• Texto

──────

Além de suportar 99% das telecomunicações mundiais, a rede de cabos submarinos tem potencial para se tornar uma ferramenta valiosa em outras áreas essenciais, como a prevenção de incidentes ou a detecção de eventos climáticos extremos.
O atual sistema de telecomunicações não seria possível sem a extensa rede de fibra ótica que o interliga, principalmente por meio de cabos submarinos. Hoje, 99% das telecomunicações são feitas por meio deles: principais artérias da Internet e conectividade global. Atualmente, mais de 436 cabos operam em águas internacionais, que em extensão equivalem a cerca de 1,3 milhão de quilômetros. Seu valor no desenvolvimento econômico e social é inegável somente com a sua atividade “telco”, mas nos últimos anos também foram investigadas outras possíveis utilizações destes cabos que poderiam ajudar a preservar o meio ambiente, prever eventos catastróficos e prevenir riscos, em infraestruturas portuárias ou cidades costeiras.
Análise sísmica
Um dos primeiros experimentos bem-sucedidos nesta matéria ocorreu na Islândia, quando uma companhia local instalou um cabo submarino para levar a fibra ótica a uma pequena região próxima a Reykjavik. O que para os cidadãos era um importante avanço tecnológico que permitiria melhorar a situação de bem-estar, para os especialistas em sismologia era a oportunidade de realizar experimentos em dois vulcões da região. O primeiro deles, realizado em maio de 2021, um cabo analisou a atividade do vulcão mais ativo da região, totalmente coberto por uma geleira.

──────

• Pedido 1
Responda com base no texto sobre cabos submarinos:
(a) Quantos cabos operam hoje em águas internacionais?
(b) Em que país ocorreu um dos primeiros experimentos bem-sucedidos?
(c) Em que mês e ano foi realizado o primeiro experimento nos vulcões?
• Pedido 2
Substitua "geleira" por "calota de gelo" no trecho do texto sobre cabos submarinos começando em "Análise sísmica" e terminando em "por uma geleira.", e escreva esse trecho de novo.
• Pedido 3
Retome, por favor, o texto sobre cabos submarinos a partir do ponto em que ele para.
Os registros não têm nenhum papel nesta atividade.

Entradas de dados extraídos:
──────

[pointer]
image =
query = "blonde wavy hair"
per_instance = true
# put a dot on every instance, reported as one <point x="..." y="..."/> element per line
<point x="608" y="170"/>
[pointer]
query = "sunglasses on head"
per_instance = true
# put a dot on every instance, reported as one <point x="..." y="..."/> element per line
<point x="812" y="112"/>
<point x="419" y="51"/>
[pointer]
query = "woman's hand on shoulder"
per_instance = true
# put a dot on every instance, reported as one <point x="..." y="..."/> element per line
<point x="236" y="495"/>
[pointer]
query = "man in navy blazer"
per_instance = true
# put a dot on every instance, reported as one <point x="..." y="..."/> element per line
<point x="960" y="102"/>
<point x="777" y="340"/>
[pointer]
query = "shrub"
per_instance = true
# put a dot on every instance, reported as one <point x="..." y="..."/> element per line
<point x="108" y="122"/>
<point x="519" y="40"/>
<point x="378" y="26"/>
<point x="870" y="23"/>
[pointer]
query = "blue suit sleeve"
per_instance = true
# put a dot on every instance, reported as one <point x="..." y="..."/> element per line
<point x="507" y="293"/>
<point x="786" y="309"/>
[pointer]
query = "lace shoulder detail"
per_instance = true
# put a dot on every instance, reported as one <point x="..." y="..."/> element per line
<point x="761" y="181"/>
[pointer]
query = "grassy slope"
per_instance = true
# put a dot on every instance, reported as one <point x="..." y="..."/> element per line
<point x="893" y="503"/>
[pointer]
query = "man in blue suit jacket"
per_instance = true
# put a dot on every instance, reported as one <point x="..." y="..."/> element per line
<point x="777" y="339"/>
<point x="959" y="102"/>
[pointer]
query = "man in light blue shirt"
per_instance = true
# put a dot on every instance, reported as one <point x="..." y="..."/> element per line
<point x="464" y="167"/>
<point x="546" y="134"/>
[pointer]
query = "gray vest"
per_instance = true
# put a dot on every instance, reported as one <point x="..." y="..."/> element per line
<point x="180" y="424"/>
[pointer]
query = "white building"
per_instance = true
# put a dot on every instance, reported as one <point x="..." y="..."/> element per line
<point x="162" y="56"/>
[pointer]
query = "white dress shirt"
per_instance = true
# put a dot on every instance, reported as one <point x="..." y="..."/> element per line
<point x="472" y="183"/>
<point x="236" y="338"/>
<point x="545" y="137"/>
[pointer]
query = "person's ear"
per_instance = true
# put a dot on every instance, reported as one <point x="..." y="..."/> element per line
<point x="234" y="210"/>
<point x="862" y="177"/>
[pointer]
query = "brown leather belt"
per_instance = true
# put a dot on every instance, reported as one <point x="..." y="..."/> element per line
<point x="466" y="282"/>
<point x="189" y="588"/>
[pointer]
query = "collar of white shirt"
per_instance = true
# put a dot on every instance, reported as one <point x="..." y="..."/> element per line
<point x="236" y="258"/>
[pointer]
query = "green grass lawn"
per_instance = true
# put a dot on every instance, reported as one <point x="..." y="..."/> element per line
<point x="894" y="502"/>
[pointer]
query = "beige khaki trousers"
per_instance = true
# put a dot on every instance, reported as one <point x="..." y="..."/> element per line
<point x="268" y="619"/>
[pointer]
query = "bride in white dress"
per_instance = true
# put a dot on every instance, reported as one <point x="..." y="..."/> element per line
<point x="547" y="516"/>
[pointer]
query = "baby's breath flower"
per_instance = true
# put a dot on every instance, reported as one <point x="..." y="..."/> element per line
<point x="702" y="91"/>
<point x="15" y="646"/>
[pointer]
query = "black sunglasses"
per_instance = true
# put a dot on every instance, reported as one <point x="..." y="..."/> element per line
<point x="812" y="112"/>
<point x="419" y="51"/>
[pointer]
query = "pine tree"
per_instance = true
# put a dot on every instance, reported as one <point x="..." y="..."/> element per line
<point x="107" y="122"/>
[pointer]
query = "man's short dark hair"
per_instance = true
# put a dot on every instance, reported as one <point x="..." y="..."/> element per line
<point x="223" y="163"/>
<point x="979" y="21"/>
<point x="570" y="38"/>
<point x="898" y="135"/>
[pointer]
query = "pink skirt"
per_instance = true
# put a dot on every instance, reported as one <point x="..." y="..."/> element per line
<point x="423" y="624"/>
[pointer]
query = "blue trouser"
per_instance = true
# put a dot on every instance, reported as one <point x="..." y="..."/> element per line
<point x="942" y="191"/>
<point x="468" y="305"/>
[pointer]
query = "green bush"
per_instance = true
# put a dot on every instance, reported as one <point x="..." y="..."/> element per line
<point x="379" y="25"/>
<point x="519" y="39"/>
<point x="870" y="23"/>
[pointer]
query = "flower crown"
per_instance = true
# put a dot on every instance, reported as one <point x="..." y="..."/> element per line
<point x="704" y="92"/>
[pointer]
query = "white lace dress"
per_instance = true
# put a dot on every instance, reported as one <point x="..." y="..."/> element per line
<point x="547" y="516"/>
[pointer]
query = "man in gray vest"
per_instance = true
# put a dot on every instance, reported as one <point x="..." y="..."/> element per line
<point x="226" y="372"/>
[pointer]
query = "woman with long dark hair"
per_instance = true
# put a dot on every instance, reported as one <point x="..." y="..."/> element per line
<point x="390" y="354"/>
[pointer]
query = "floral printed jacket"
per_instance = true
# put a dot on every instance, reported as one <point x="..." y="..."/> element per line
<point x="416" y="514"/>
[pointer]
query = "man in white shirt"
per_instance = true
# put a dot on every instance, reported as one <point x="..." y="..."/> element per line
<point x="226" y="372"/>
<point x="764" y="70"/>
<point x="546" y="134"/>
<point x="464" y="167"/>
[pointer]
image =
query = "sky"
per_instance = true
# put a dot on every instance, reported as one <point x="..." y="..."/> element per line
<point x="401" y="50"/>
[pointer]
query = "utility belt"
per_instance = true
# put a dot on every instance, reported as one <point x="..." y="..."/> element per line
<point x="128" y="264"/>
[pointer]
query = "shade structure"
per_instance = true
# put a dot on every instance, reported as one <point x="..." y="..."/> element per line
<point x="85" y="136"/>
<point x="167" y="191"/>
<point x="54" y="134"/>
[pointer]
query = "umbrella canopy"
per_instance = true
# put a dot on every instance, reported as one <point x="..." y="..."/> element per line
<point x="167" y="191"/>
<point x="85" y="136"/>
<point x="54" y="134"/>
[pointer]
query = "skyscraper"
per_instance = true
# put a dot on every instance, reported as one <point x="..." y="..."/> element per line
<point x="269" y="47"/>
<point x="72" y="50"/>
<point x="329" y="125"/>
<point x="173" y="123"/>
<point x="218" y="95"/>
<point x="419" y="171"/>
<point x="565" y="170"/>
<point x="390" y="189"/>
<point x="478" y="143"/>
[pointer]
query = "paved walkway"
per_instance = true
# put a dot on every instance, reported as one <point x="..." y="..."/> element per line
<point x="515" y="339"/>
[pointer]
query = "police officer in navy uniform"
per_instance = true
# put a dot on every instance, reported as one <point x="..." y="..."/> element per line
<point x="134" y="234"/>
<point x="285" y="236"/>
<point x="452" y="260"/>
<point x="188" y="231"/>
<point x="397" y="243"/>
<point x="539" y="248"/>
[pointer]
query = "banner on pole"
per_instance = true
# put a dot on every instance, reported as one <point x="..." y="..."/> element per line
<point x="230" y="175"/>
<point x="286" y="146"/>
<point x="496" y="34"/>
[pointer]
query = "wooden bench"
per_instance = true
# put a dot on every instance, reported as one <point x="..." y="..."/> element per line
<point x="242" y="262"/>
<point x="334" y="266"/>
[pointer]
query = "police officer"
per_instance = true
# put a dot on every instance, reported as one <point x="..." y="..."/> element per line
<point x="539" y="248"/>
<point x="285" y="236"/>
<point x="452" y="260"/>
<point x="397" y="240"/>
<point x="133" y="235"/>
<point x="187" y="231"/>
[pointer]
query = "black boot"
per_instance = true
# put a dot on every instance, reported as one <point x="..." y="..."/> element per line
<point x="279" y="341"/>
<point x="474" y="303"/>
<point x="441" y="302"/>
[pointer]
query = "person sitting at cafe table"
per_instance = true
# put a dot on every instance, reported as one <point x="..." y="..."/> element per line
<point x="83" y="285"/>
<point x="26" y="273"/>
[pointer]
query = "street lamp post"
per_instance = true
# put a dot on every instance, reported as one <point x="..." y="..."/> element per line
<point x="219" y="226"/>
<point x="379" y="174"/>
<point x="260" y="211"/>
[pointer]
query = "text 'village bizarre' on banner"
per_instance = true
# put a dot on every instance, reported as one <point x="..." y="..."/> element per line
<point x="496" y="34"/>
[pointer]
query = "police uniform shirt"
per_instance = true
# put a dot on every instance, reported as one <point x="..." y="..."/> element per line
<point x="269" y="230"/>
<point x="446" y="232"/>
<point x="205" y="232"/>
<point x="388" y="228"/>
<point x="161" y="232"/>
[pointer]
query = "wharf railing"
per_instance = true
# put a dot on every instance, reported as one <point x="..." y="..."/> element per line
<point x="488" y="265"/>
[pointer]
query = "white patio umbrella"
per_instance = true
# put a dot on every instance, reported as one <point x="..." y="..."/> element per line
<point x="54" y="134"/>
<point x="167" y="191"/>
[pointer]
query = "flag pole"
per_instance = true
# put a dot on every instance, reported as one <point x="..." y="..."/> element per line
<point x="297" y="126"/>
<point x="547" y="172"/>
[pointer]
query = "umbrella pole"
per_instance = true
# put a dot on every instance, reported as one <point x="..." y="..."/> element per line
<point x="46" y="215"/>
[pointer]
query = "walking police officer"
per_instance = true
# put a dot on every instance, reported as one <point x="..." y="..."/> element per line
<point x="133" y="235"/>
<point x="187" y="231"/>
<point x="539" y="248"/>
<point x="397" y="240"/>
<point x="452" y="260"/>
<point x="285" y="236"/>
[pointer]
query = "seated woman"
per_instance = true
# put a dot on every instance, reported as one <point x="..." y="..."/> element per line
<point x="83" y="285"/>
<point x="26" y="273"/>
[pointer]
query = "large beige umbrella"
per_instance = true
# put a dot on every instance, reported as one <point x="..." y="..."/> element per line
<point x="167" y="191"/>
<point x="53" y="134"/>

──────

• Resposta do exercício 1
(a) Mais de 436.
(b) Na Islândia.
(c) Em maio de 2021.

• Resposta do exercício 2
Análise sísmica
Um dos primeiros experimentos bem-sucedidos nesta matéria ocorreu na Islândia, quando uma companhia local instalou um cabo submarino para levar a fibra ótica a uma pequena região próxima a Reykjavik. O que para os cidadãos era um importante avanço tecnológico que permitiria melhorar a situação de bem-estar, para os especialistas em sismologia era a oportunidade de realizar experimentos em dois vulcões da região. O primeiro deles, realizado em maio de 2021, um cabo analisou a atividade do vulcão mais ativo da região, totalmente coberto por uma calota de gelo.

• Resposta do exercício 3
O segundo, no entanto, examinava uma erupção em andamento, coletando alguns dos dados mais complexos e detalhados extraídos dessa maneira. Graças a este ponto de partida, os especialistas na área assinalaram que esta tecnologia pode contribuir não só para a monitorização de vulcões, mas também para a avaliação de riscos que possam impactar o ambiente natural ou afetar infraestruturas e populações vulneráveis às suas erupções.
Desafios na medição
Estes avanços no uso alternativo dos cabos submarinos tinham uma importante limitação: a extensão dos cabos, já que estes funcionavam como um único sensor. No caso dos experimentos islandeses, as medições permitiram que os dados coletados fossem precisos o suficiente para agregar relevância às suas conclusões. O primeiro ensaio contou com uma infraestrutura de 12 km de comprimento e o segundo de 4 km.
No entanto, a maioria dos cabos que compõem esta tecnologia submarina são medidos em centenas e milhares de quilômetros. O Marea, por exemplo, que liga o continente americano e a Espanha (unindo a Virgínia com Bilbao), tem mais de 6.000 quilômetros de extensão, ou o Atlantis-2, que também faz escala em nosso país através de Conil de la Frontera e liga a América do Sul com a África e a Europa, mede aproximadamente 12.000 quilômetros.
O mais recente avanço alcançado a este respeito, com base em um estudo exaustivo realizado por uma equipe do National Physical Laboratory (NPL) do Reino Unido e publicado pela prestigiada revista Science, é a segmentação destas infraestruturas de forma a realizar uma análise detalhada de “pequenos” sensores. Esta tecnologia poderia melhorar consideravelmente, e sem alterar as telecomunicações, a observação do fundo do mar, a partir do qual podem ser feitos monitoramentos sísmicos ou vulcânicos, além de uma análise das marés ou sinais oceânicos.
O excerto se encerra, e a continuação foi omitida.